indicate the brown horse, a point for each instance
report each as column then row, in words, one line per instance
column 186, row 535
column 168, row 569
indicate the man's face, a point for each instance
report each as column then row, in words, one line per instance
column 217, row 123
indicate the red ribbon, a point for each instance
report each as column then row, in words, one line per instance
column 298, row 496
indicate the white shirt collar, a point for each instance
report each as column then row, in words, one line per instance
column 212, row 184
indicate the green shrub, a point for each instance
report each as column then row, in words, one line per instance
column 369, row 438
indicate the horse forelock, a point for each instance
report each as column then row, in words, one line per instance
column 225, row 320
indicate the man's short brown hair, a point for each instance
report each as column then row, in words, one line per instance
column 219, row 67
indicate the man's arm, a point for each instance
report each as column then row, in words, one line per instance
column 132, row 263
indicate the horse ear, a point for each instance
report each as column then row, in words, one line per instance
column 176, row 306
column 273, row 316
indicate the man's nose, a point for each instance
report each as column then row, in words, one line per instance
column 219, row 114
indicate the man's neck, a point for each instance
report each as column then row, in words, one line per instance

^^^^^^^^

■ Task directions ■
Would you transcribe the whole listing, keeping every character the same?

■ Solution to this problem ■
indicate the brown horse, a point for each instance
report each as column then row, in words, one line per instance
column 186, row 535
column 168, row 569
indicate the man's face, a point for each instance
report each as column then row, in words, one line per instance
column 217, row 123
indicate the red ribbon, a point for each instance
report each as column then row, in words, one line per instance
column 298, row 496
indicate the white shirt collar, a point for each instance
report each as column then row, in words, one line per instance
column 212, row 184
indicate the green shrub, a point for each instance
report each as column then row, in words, one line per instance
column 369, row 438
indicate the horse forelock, a point for each instance
report each as column then row, in words, one line per instance
column 225, row 320
indicate the man's short brown hair, a point for each instance
report each as column then row, in words, one line per instance
column 219, row 67
indicate the man's arm, a point for each instance
report each as column then row, in words, one line per instance
column 132, row 263
indicate the horse ear, a point for each instance
report each as column then row, in words, one line per instance
column 176, row 306
column 273, row 316
indicate the man's nose, a point for each instance
report each as column then row, in words, one line per instance
column 219, row 114
indicate the man's neck, a point for each instance
report each as column then row, in words, one line per instance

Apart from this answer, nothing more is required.